(Problem requirements):
Consider the material that follows. How many of its lines contain "dirt"? Reply with the number alone.

(Listed entries):

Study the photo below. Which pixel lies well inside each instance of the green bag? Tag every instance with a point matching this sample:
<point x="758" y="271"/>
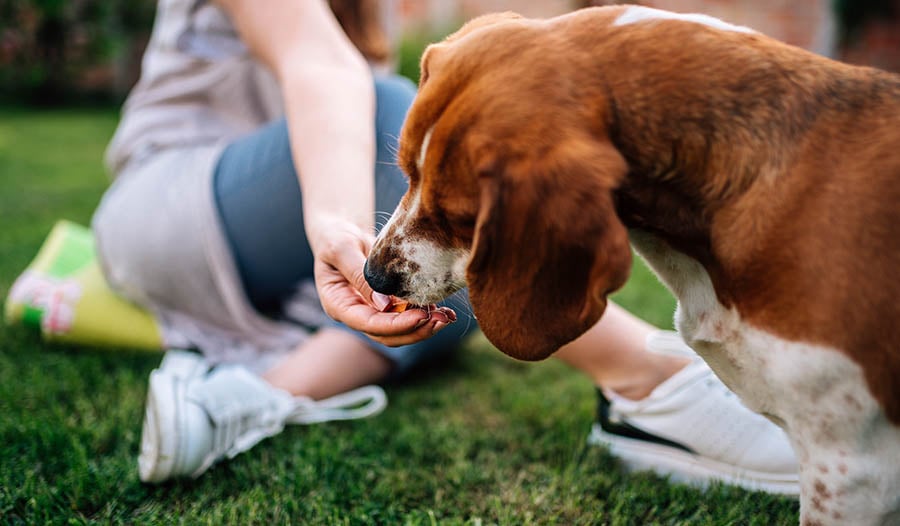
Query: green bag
<point x="64" y="295"/>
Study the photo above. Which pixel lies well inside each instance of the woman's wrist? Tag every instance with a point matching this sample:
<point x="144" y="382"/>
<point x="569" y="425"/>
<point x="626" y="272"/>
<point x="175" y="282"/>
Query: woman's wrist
<point x="327" y="232"/>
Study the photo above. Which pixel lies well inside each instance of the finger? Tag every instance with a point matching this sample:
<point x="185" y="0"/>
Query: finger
<point x="429" y="329"/>
<point x="350" y="262"/>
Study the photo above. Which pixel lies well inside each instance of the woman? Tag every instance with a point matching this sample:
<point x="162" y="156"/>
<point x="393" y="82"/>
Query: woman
<point x="237" y="110"/>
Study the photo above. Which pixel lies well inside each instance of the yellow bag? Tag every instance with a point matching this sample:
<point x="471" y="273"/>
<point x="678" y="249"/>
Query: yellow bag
<point x="63" y="294"/>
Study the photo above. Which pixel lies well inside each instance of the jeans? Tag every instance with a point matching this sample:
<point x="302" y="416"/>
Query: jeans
<point x="258" y="198"/>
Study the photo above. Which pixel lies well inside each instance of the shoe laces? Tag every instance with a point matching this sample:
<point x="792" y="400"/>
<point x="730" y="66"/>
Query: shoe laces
<point x="359" y="403"/>
<point x="238" y="432"/>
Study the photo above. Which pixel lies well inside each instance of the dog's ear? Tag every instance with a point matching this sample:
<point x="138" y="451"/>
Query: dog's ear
<point x="548" y="247"/>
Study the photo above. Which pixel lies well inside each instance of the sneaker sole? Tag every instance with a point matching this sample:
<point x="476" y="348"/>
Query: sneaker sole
<point x="681" y="466"/>
<point x="158" y="457"/>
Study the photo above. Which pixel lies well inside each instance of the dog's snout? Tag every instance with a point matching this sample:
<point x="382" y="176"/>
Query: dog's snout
<point x="383" y="281"/>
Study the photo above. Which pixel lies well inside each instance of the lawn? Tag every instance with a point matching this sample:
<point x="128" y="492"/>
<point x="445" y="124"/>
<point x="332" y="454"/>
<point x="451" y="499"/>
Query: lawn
<point x="480" y="440"/>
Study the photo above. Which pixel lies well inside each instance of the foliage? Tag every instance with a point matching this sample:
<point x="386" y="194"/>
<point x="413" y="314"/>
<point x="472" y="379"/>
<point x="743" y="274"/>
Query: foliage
<point x="481" y="440"/>
<point x="50" y="48"/>
<point x="854" y="14"/>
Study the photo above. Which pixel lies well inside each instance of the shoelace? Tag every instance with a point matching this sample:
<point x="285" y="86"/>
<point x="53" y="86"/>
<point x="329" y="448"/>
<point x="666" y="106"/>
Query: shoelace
<point x="358" y="403"/>
<point x="238" y="435"/>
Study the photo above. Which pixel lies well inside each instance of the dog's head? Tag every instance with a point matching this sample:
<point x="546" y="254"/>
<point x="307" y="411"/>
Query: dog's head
<point x="511" y="177"/>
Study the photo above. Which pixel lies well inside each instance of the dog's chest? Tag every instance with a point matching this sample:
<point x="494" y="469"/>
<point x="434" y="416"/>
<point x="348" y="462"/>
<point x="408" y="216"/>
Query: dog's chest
<point x="772" y="375"/>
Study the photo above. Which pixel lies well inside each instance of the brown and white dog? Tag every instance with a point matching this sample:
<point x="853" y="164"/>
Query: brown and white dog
<point x="760" y="181"/>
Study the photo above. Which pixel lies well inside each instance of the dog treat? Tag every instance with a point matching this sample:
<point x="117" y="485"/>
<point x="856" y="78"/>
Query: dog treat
<point x="397" y="305"/>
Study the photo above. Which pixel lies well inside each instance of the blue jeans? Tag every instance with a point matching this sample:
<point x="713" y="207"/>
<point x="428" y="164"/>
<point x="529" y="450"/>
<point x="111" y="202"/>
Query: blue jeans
<point x="258" y="198"/>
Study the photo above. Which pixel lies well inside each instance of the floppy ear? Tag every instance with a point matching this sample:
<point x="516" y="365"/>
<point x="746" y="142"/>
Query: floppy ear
<point x="548" y="248"/>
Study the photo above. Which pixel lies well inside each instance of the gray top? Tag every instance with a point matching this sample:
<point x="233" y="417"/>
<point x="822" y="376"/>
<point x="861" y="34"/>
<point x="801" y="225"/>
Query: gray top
<point x="199" y="85"/>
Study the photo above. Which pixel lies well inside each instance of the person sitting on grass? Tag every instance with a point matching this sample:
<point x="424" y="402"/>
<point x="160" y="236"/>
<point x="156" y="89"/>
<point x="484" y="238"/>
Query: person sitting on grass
<point x="251" y="158"/>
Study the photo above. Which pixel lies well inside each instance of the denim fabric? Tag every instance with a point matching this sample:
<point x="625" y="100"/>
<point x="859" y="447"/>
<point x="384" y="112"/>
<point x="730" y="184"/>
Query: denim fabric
<point x="258" y="197"/>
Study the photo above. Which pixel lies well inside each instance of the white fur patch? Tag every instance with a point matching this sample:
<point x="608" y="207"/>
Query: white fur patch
<point x="636" y="14"/>
<point x="847" y="449"/>
<point x="420" y="161"/>
<point x="430" y="272"/>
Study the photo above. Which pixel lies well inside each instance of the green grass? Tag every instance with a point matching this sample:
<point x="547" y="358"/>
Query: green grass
<point x="481" y="440"/>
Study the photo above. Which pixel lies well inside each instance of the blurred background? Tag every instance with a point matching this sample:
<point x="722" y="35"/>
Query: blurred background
<point x="58" y="52"/>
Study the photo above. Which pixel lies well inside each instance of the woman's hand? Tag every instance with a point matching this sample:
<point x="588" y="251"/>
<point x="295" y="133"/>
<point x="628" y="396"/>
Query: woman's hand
<point x="340" y="257"/>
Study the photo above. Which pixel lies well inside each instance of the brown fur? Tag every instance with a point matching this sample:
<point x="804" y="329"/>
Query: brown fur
<point x="775" y="168"/>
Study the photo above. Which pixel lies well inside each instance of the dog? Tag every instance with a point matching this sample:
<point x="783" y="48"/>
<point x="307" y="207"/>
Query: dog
<point x="760" y="181"/>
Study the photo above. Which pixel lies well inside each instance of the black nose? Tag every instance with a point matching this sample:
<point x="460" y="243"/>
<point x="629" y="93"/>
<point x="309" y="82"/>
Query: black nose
<point x="383" y="281"/>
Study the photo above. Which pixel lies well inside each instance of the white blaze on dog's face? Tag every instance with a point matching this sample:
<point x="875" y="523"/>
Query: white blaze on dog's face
<point x="512" y="199"/>
<point x="421" y="253"/>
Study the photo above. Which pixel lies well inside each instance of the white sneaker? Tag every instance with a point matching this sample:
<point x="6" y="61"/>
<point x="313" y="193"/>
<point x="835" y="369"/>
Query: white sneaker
<point x="694" y="430"/>
<point x="195" y="417"/>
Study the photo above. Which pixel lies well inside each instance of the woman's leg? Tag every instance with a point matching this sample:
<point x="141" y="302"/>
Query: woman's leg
<point x="614" y="354"/>
<point x="259" y="200"/>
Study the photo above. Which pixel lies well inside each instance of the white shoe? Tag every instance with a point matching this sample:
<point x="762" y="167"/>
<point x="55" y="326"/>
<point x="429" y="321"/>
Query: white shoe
<point x="694" y="430"/>
<point x="195" y="417"/>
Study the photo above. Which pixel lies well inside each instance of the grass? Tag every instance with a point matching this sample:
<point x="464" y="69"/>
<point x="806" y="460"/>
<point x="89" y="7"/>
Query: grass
<point x="481" y="440"/>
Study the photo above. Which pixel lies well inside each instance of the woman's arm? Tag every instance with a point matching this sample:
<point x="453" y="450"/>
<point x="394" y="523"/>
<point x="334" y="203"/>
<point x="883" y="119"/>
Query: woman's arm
<point x="330" y="106"/>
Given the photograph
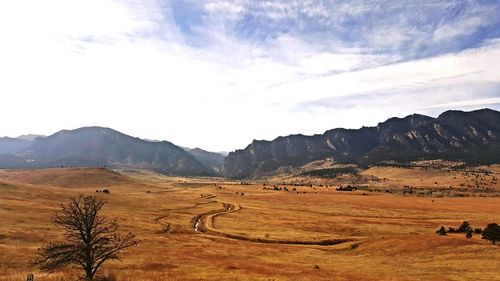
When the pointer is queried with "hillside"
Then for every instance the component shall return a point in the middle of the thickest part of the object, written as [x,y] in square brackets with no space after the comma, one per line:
[12,145]
[66,177]
[456,135]
[97,146]
[211,160]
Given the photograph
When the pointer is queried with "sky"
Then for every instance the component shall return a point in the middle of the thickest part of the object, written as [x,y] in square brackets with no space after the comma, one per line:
[219,74]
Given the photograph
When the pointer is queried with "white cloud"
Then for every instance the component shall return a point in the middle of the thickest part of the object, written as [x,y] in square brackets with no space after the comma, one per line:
[126,65]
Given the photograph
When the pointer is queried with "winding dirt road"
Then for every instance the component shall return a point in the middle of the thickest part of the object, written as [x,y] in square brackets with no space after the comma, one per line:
[204,223]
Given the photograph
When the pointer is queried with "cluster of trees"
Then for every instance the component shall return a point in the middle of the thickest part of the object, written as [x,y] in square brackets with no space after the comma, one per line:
[490,233]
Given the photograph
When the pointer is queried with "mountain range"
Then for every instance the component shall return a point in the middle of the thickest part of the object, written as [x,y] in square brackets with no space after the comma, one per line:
[97,146]
[473,137]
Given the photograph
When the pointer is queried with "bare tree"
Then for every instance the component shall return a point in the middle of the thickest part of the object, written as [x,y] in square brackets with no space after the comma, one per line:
[90,240]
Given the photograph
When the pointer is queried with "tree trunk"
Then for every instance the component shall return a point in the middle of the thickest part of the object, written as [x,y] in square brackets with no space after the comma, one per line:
[89,275]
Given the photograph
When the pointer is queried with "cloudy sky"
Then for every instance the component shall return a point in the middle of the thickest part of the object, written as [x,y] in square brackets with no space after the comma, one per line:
[218,74]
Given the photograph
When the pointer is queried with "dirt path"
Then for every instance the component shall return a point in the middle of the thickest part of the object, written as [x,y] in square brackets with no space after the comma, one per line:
[204,223]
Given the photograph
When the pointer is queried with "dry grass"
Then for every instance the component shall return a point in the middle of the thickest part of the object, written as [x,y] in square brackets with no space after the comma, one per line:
[394,235]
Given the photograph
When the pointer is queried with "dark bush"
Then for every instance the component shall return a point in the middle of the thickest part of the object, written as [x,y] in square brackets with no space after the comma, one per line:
[441,231]
[464,227]
[492,233]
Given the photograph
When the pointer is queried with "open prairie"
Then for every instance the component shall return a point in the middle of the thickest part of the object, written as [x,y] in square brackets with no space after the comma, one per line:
[214,229]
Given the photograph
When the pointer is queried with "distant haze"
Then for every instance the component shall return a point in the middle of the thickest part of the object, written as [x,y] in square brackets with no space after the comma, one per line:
[217,75]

(Solution for this problem):
2